EXERCISE REQUIREMENTS.
Pick out every line in the entries below that contains the word "burner" and copy each one.
———
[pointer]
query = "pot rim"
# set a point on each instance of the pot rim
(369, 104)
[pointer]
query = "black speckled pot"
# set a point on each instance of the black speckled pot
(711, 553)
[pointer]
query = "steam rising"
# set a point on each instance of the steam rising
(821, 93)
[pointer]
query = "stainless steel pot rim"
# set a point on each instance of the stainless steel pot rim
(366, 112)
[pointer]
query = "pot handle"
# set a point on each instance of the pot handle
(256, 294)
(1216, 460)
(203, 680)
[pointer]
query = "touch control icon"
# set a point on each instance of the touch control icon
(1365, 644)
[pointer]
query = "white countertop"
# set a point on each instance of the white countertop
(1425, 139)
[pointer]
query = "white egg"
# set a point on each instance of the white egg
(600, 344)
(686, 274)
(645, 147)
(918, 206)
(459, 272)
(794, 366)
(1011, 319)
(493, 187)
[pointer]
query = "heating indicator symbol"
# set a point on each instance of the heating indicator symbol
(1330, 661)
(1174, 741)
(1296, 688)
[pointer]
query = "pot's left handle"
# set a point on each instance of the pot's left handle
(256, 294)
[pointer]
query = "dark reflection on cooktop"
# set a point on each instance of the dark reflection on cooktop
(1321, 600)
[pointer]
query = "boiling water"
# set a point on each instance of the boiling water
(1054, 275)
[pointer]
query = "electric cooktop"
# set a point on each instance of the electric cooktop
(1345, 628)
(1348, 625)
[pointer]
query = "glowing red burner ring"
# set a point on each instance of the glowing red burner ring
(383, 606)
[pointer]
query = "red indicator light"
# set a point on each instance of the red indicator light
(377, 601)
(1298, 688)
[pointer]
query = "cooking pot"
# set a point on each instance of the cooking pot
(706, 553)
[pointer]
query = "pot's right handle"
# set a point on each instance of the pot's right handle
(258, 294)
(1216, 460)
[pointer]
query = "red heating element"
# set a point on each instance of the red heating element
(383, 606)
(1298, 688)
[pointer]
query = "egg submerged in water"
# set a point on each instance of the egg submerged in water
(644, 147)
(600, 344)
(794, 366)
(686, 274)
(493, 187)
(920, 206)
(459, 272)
———
CORRECT OUTPUT.
query = "glowing red burner ring"
# set a point on each instance of the glowing red burner ring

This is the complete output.